**Task directions**
After finding the line that includes "Where can the marble" in the records below, transcribe it and each line after it through the last, exactly, and add nothing.

====

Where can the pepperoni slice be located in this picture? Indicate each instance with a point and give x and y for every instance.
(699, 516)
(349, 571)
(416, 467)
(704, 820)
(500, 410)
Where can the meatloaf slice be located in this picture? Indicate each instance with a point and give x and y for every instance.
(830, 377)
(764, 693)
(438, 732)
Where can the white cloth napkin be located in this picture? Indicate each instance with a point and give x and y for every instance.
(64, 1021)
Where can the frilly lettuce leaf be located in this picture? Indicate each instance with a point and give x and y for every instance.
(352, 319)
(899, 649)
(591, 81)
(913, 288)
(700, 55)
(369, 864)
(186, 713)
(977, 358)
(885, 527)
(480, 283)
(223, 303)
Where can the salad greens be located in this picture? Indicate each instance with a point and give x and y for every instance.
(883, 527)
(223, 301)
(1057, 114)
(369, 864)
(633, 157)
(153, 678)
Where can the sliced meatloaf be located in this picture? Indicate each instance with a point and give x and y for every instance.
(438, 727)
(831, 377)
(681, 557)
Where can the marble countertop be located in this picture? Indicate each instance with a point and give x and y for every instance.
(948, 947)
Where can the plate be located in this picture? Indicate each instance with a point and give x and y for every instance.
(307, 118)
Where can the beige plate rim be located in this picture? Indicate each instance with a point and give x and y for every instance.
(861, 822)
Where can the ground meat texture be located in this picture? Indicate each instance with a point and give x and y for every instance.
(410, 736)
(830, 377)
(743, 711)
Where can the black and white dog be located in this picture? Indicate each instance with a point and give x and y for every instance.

====

**Answer to the exercise**
Where can the marble countertop be located in this picture? Indicate each instance with a point and give x and y for every instance.
(948, 947)
Where can the plate be located in this picture? Indicate each instance with a point and give x and y for every instance.
(307, 118)
Where can the beige plate rim be located in this picture? Indicate each instance with a point and give x and y for every instance.
(861, 822)
Where can the ground meat texture be located in this picture? Indicate each instance with a point and give x and y for every instance.
(410, 736)
(830, 377)
(743, 711)
Where can the black and white dog be located in this picture? Indicate each instance with a point and give x and y for every instance.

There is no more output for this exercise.